§ **Prompt**
Output all of the entries exactly as written.

§ **Data**
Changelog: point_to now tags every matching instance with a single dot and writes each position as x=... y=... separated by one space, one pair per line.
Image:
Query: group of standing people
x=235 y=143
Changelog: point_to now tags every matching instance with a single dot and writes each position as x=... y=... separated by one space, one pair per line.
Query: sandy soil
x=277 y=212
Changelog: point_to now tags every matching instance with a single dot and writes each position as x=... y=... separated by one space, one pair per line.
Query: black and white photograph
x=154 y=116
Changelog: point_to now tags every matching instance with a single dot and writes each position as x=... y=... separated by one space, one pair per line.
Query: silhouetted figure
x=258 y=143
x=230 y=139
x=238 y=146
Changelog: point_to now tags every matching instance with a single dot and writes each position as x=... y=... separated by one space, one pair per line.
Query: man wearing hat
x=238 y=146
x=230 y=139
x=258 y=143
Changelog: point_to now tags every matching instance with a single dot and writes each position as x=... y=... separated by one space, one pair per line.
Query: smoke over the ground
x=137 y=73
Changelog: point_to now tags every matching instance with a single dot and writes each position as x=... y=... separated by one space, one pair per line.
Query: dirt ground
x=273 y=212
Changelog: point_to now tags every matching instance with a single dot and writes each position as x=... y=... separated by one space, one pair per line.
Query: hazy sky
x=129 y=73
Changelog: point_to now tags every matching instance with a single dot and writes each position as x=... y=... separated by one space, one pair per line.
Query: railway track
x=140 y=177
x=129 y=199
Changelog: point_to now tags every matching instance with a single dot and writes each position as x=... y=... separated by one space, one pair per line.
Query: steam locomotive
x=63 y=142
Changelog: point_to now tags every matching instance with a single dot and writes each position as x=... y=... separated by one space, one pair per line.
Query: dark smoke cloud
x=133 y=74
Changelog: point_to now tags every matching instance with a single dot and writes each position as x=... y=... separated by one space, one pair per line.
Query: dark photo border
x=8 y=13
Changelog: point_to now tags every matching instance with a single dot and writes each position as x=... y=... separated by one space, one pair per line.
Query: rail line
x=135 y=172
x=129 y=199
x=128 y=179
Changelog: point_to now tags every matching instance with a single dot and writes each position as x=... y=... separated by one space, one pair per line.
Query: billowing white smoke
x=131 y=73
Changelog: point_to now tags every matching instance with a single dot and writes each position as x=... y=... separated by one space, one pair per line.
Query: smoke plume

§ **Solution for this problem**
Changelog: point_to now tags every matching instance with a single dot and writes each position as x=... y=... separated by one space, one pair per line.
Image:
Query: group of standing people
x=235 y=143
Changelog: point_to now tags every matching instance with a single dot and writes each position as x=... y=... separated by one space, one pair per line.
Query: sandy soil
x=277 y=212
Changelog: point_to now tags every matching instance with a single dot and writes each position as x=... y=... separated by one space, one pair per line.
Query: black and white photograph
x=154 y=116
Changelog: point_to now tags every matching instance with a single dot and writes each position as x=... y=... separated by one space, one pair per line.
Query: silhouetted figure
x=258 y=143
x=230 y=139
x=238 y=146
Changelog: point_to now tags every matching instance with a single dot and writes each position as x=... y=... separated by one space, one pair per line.
Query: man wearing hat
x=238 y=146
x=230 y=139
x=258 y=143
Changelog: point_to now tags every matching instance with a single dot and writes each position as x=... y=... separated by one space, one pair per line.
Query: smoke over the ground
x=137 y=73
Changelog: point_to now tags every matching instance with a single dot and writes each position as x=... y=... separated by one space, one pair per line.
Query: dirt ground
x=273 y=212
Changelog: point_to now tags every matching instance with a single dot and writes each position as x=... y=... separated by one space, one pair per line.
Query: hazy sky
x=129 y=73
Changelog: point_to now tags every matching instance with a single dot and writes each position as x=... y=... separated by one space, one pair per line.
Query: railway track
x=140 y=177
x=129 y=199
Changelog: point_to now tags every matching instance with a single dot and writes each position as x=... y=... separated by one space, one pair per line.
Query: steam locomotive
x=63 y=142
Changelog: point_to now tags every matching instance with a single dot and writes each position as x=... y=... separated by one space, one pair per line.
Query: dark smoke cloud
x=133 y=74
Changelog: point_to now tags every matching instance with a single dot and writes each position as x=... y=... separated by one space, one pair per line.
Query: dark photo border
x=8 y=13
Changelog: point_to now tags every matching instance with a single dot and writes each position as x=... y=... separated by one space, one pair per line.
Query: rail line
x=135 y=172
x=129 y=199
x=128 y=179
Changelog: point_to now tags every matching instance with a single dot and writes each position as x=... y=... separated by one space, one pair per line.
Query: billowing white smoke
x=131 y=73
Changelog: point_to now tags every matching instance with a single dot and writes each position as x=... y=... separated by one space, one pair per line.
Query: smoke plume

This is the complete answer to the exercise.